§ WHAT YOU NEED TO DO
Give back every record exactly as it reads.

*** INPUT MATERIAL ***

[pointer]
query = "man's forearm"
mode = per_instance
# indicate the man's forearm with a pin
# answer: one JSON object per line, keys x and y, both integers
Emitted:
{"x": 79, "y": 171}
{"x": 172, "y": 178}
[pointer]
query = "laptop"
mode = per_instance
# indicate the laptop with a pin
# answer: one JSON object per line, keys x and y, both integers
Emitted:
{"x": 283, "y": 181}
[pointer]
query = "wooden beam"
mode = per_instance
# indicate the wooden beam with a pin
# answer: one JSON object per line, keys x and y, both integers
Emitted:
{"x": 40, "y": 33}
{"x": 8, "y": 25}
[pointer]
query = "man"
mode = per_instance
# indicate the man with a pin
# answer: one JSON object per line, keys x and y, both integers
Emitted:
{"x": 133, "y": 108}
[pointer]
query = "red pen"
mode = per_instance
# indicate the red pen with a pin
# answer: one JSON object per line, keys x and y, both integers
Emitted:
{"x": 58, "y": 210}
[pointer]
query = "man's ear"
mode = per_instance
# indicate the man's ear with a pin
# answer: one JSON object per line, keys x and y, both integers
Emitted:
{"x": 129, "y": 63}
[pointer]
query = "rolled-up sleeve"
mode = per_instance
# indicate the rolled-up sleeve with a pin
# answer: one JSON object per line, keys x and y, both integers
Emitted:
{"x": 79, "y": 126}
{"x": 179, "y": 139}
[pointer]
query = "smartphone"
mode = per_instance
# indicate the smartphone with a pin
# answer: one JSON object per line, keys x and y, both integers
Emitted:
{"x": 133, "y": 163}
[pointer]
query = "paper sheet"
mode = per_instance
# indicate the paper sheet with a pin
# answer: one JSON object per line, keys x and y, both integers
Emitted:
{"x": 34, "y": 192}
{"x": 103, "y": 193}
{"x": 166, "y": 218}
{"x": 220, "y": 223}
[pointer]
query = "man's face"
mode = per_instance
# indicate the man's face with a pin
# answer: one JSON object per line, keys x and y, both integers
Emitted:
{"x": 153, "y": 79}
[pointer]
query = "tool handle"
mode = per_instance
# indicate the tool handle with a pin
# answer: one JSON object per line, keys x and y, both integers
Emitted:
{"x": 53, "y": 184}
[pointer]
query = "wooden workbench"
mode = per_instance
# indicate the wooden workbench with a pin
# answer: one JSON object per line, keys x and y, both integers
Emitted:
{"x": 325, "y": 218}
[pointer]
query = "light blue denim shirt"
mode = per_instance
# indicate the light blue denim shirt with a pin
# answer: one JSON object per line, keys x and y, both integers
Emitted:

*** End of INPUT MATERIAL ***

§ WRITTEN ANSWER
[pointer]
query = "man's forearm"
mode = per_instance
# indicate the man's forearm with a pin
# answer: one JSON object per line, keys x and y, both integers
Emitted:
{"x": 79, "y": 171}
{"x": 172, "y": 178}
[pointer]
query = "laptop"
mode = per_instance
# indicate the laptop with a pin
# answer: one JSON object per line, keys x and y, both integers
Emitted:
{"x": 283, "y": 181}
[pointer]
query = "wooden beam"
mode = per_instance
# indicate the wooden beam with a pin
# answer: one JSON object per line, keys x and y, both integers
Emitted:
{"x": 40, "y": 33}
{"x": 8, "y": 25}
[pointer]
query = "man"
mode = per_instance
# indicate the man with a pin
# answer: one JSON object per line, keys x and y, both integers
Emitted:
{"x": 133, "y": 108}
[pointer]
query = "red pen"
mode = per_instance
# indicate the red pen with a pin
# answer: one JSON object per line, keys x and y, both integers
Emitted:
{"x": 58, "y": 210}
[pointer]
query = "man's ear"
mode = per_instance
# indicate the man's ear with a pin
# answer: one JSON object per line, keys x and y, both integers
Emitted:
{"x": 129, "y": 63}
[pointer]
query = "rolled-up sleeve"
mode = per_instance
# indicate the rolled-up sleeve with a pin
# answer: one JSON object per line, keys x and y, both integers
Emitted:
{"x": 79, "y": 126}
{"x": 179, "y": 139}
[pointer]
query = "smartphone"
mode = per_instance
# indicate the smartphone with a pin
# answer: one JSON object per line, keys x and y, both integers
Emitted:
{"x": 133, "y": 163}
[pointer]
query = "paper sheet"
mode = per_instance
# indicate the paper sheet with a pin
# answer: one JSON object per line, keys x and y, both integers
Emitted:
{"x": 34, "y": 192}
{"x": 103, "y": 193}
{"x": 166, "y": 218}
{"x": 220, "y": 223}
[pointer]
query = "man's face"
mode = per_instance
# indicate the man's face with a pin
# answer: one JSON object per line, keys x and y, both integers
Emitted:
{"x": 153, "y": 79}
[pointer]
query = "tool handle"
mode = per_instance
# indicate the tool handle with a pin
# answer: one JSON object per line, keys x and y, both integers
Emitted:
{"x": 53, "y": 184}
[pointer]
query = "wooden workbench"
mode = per_instance
# indicate the wooden workbench with a pin
# answer: one JSON object per line, keys x and y, both integers
Emitted:
{"x": 325, "y": 218}
[pointer]
query = "light blue denim shirt"
mode = per_instance
# indicate the light blue denim shirt with a pin
# answer: one JSON object per line, keys x and y, both integers
Emitted:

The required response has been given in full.